STUDY MATERIAL
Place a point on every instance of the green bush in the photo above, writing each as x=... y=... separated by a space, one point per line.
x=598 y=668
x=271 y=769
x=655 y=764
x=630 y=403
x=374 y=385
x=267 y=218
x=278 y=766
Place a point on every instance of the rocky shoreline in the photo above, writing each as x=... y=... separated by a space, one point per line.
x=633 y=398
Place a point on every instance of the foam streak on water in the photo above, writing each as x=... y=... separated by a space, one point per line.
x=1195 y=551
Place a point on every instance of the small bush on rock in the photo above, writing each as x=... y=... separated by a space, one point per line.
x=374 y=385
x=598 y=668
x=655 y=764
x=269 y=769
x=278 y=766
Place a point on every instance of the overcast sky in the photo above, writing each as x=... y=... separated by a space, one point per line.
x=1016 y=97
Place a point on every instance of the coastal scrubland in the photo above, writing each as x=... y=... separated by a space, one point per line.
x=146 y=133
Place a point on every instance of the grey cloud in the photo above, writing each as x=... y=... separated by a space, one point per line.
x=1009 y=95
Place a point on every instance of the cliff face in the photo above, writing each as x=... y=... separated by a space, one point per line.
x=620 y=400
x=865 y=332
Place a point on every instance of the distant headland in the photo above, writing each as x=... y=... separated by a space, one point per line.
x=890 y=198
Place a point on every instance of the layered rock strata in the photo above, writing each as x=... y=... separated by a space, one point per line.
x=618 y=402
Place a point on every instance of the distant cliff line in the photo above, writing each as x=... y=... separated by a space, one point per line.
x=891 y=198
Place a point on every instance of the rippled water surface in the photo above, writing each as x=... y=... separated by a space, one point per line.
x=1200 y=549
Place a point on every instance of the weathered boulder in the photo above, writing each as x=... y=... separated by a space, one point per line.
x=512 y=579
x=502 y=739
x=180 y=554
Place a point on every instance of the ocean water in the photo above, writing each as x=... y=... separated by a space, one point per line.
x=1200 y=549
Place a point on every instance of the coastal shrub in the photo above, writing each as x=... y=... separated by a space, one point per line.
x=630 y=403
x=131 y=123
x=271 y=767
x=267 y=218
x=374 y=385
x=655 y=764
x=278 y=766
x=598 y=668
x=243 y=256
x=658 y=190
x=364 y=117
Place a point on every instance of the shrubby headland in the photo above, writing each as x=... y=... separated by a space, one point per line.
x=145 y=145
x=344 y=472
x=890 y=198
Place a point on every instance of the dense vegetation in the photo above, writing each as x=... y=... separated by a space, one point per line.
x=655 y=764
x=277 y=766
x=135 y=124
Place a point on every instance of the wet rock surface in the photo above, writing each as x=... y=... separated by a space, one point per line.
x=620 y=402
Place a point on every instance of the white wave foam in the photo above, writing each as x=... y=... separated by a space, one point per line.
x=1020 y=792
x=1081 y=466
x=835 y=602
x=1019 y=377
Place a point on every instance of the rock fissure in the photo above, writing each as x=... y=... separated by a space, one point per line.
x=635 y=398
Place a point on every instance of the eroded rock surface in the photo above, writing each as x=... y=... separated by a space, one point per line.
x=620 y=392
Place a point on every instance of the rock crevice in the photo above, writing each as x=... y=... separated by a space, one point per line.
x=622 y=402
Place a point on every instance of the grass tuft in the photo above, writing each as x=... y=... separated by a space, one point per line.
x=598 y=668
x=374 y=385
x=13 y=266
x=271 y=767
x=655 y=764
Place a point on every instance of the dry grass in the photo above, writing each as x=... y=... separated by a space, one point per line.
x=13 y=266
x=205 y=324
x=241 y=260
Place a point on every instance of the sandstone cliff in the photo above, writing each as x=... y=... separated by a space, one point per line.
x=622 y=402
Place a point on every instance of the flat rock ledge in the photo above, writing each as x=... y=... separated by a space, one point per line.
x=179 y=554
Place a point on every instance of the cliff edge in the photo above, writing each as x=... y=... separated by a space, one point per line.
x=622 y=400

---

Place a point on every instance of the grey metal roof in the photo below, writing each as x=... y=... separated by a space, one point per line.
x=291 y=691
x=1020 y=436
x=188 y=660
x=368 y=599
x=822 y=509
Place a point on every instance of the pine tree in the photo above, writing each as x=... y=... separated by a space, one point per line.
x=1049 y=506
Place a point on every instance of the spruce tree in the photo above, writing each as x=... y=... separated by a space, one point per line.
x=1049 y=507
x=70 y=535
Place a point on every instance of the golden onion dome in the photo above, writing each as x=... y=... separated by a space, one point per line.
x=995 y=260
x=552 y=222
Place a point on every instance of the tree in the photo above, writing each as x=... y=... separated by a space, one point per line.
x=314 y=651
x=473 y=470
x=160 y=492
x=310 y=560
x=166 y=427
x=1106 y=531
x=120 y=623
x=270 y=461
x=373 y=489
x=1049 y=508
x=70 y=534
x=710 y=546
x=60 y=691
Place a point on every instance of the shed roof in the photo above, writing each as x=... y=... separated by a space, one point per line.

WORK ITEM
Starting at the line above that holds "Place a point on every instance of the pine" and ending at the line that holds "Place a point on every instance of the shed", transcribe each line exactly and include no other lines.

ANSWER
Place a point on every instance of the pine tree in the photo above, writing each as x=... y=... separated by a space, one point per line.
x=1049 y=506
Place a point on every instance of the spruce tree in the photo above, writing each as x=... y=... separated by a space, one point per line.
x=1049 y=507
x=70 y=535
Place a point on every instance of the golden onion dome in the photo above, writing each as x=... y=... separated by a space, one point per line.
x=995 y=260
x=552 y=222
Place a point on every instance of the tree in the photo above, writing each as x=... y=... separated by a space, one point per line.
x=314 y=651
x=473 y=470
x=160 y=492
x=310 y=560
x=166 y=427
x=1106 y=531
x=120 y=623
x=270 y=461
x=373 y=489
x=1049 y=508
x=70 y=534
x=710 y=546
x=60 y=691
Place a point on every instance of the shed roof in the photo above, writing each as x=... y=... separated by a space, one point per line.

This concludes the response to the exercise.